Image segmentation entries
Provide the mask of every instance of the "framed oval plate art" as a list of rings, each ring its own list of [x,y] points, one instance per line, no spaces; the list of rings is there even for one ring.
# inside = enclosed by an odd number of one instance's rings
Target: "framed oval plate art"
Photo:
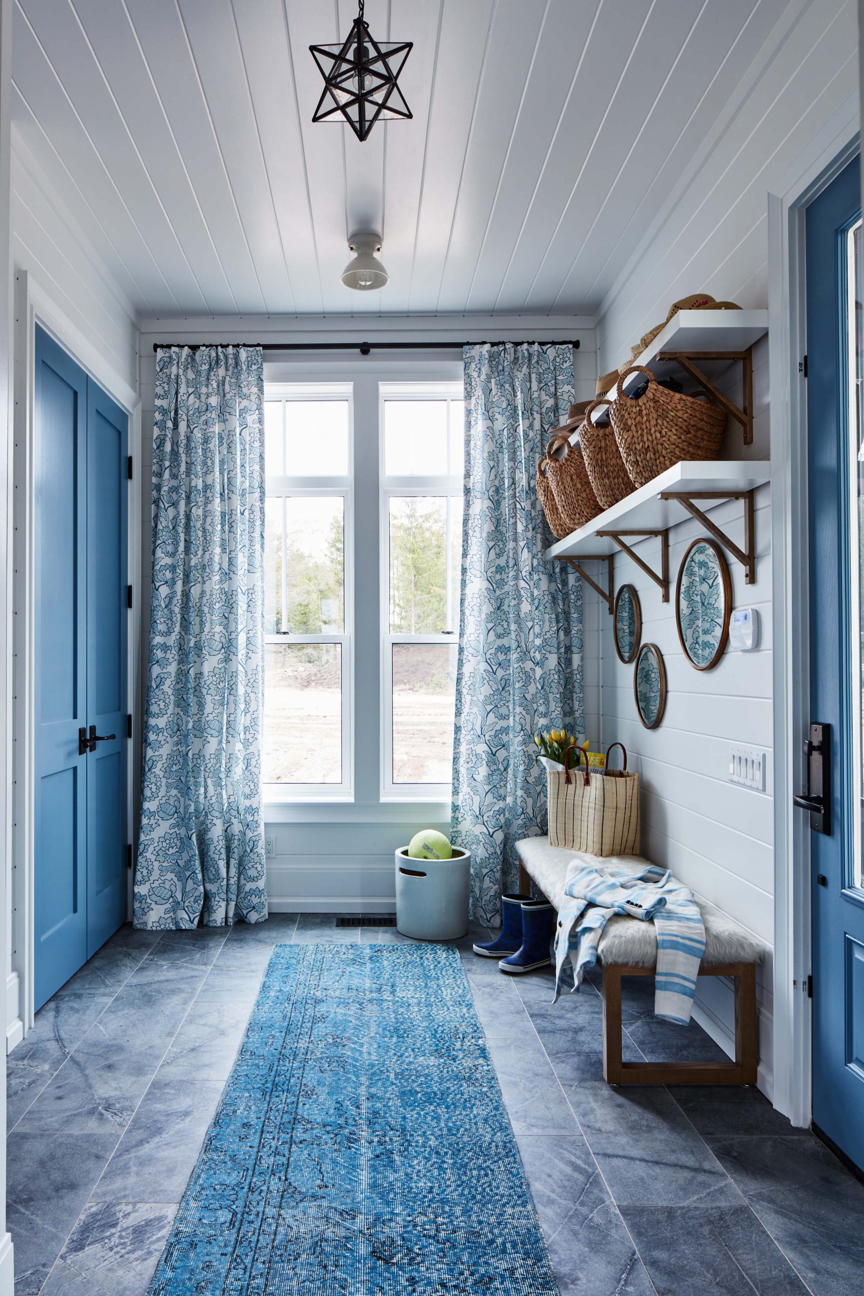
[[[657,644],[642,644],[633,671],[636,710],[645,728],[657,728],[666,710],[666,666]]]
[[[615,652],[627,664],[639,652],[642,638],[642,609],[632,584],[622,584],[615,595]]]
[[[732,579],[725,555],[714,540],[693,540],[681,560],[675,590],[675,618],[681,648],[696,670],[716,666],[729,639]]]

TO DO
Write out every one of the lines above word for word, leaving out the pictures.

FULL OUTPUT
Provide the mask of every instance of the "framed oval plate art" as a list of rings, each ring its own list of [x,y] points, one instance per line, no spaces; the list of rings is there even for one ring.
# inside = enclosed by an odd number of one instance's rings
Target: "framed oval plate art"
Photo:
[[[657,644],[642,644],[633,671],[636,710],[645,728],[657,728],[666,710],[666,666]]]
[[[615,652],[627,664],[639,652],[642,638],[642,609],[632,584],[622,584],[615,595]]]
[[[732,579],[725,555],[714,540],[693,540],[681,560],[675,590],[675,618],[681,648],[696,670],[716,666],[729,639]]]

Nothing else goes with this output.